What the task requires:
The entries below are to be written out again without alteration.
[Exercise materials]
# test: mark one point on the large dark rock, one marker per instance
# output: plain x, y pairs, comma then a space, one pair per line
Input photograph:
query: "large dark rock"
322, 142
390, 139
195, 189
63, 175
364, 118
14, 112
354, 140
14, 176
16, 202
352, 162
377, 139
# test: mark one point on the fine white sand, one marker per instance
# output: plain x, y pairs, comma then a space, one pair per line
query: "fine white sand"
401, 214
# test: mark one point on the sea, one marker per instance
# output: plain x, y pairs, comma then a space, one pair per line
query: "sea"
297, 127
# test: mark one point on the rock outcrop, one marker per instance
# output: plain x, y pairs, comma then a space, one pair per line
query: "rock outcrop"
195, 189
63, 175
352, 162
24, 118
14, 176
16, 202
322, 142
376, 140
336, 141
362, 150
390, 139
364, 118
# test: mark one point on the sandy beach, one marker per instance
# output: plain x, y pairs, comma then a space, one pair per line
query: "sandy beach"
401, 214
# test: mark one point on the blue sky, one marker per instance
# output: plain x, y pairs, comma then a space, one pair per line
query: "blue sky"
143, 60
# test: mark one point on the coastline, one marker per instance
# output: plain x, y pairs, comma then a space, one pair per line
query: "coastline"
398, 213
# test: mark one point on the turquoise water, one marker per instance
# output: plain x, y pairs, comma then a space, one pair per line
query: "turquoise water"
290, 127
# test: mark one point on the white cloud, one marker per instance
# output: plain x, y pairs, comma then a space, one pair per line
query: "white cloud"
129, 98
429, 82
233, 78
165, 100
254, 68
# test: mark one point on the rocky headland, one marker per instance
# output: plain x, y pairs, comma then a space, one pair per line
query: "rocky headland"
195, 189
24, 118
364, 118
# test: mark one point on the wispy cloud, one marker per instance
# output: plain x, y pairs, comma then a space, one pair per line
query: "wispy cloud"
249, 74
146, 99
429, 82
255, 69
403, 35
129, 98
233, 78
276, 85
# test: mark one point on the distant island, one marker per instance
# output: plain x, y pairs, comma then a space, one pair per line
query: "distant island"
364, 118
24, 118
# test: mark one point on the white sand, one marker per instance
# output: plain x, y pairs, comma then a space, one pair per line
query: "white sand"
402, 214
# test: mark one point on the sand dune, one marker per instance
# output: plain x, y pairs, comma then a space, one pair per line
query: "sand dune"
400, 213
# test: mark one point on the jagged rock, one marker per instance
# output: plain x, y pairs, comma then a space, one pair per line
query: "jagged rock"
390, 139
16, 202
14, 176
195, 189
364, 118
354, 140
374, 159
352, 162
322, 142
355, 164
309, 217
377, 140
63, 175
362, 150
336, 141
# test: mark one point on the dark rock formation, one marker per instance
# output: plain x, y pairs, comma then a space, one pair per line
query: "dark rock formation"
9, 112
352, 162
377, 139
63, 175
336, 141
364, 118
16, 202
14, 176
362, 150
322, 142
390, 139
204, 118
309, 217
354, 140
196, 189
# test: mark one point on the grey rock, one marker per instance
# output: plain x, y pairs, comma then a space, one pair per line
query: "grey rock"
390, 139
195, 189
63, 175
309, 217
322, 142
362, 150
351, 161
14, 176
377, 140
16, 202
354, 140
[/Exercise materials]
Your response:
# test: mark one point on the large dark rock, one marker per instance
# output: plain x, y pairs, comma then a space, one pair per line
Input photograph:
query: "large dark rock"
322, 142
390, 139
195, 189
63, 175
364, 118
14, 112
354, 140
14, 176
16, 202
352, 162
377, 139
# test: mark one point on the fine white sand, one marker per instance
# output: plain x, y pairs, comma then a space, one pair per line
query: "fine white sand"
401, 214
# test: mark one point on the sea, one marker per instance
# output: plain x, y pairs, comma then a space, one pair per line
query: "sea"
297, 127
# test: mark one point on the rock outcrop, one marker per instance
# output: plain x, y pairs, comma then a space, one pair per line
query: "rock outcrop"
195, 189
63, 175
352, 162
24, 118
14, 176
16, 202
322, 142
376, 140
336, 141
362, 150
390, 139
364, 118
# test: mark one point on the sandy beach, one marker per instance
# output: plain x, y pairs, comma then a space, one pair per line
query: "sandy beach"
401, 214
# test: mark one point on the blue sky, one marker per instance
# output: plain x, y pairs, comma then a space, one pair per line
query: "blue sky"
143, 60
# test: mark one point on the coastline, one marker per instance
# output: plain x, y pairs, comma then a space, one pair per line
query: "coastline"
398, 213
# test: mark one point on the turquoise water, one marker per instance
# output: plain x, y pairs, comma then a space, one pair per line
query: "turquoise water"
290, 127
# test: mark one point on the white cloud, one marker per instance
# output: plain x, y pairs, comma then a space, one pair per line
query: "white cloud"
129, 98
429, 82
233, 78
165, 100
254, 68
# test: mark one point on the rocky headland, one marker per instance
# output: plain x, y pairs, comma then a space, one pair per line
query: "rocky headland"
195, 189
24, 118
364, 118
# test: mark one point on the wispy cloud, one marker per instance
# output: plain x, y pairs, comma then a space, one pair per line
query: "wispy cloud"
249, 74
146, 99
429, 82
255, 69
403, 35
129, 98
233, 78
276, 85
# test: mark one point on the distant island, one marker per instance
# output: plain x, y pairs, comma then a space, one pair per line
query: "distant island"
364, 118
24, 118
# test: mark one point on the white sand, one marker per instance
# output: plain x, y pairs, comma then a space, one pair per line
query: "white sand"
402, 214
# test: mark one point on the sand dune, one marker per instance
# output: plain x, y pairs, comma then a space, one pair per line
query: "sand dune"
400, 213
# test: mark one point on the jagged rock, one marker per instance
# output: plain x, y pairs, comma then a space, one pair per line
query: "jagged rock"
390, 139
16, 202
14, 176
195, 189
364, 118
354, 140
374, 159
352, 162
322, 142
355, 164
309, 217
377, 140
63, 175
362, 150
336, 141
# test: mark one point on the dark rock formation, one marker per instance
# output: plain x, y pairs, comma then a space, one pair per line
query: "dark rock formation"
9, 112
352, 162
377, 139
63, 175
336, 141
364, 118
16, 202
14, 176
362, 150
322, 142
390, 139
204, 118
309, 217
354, 140
196, 189
# test: mark one point on the grey rock, one marker per instance
# output: plain x, y pairs, comma then a space, one pair per line
query: "grey rock"
390, 139
195, 189
63, 175
309, 217
322, 142
362, 150
351, 161
14, 176
377, 140
16, 202
354, 140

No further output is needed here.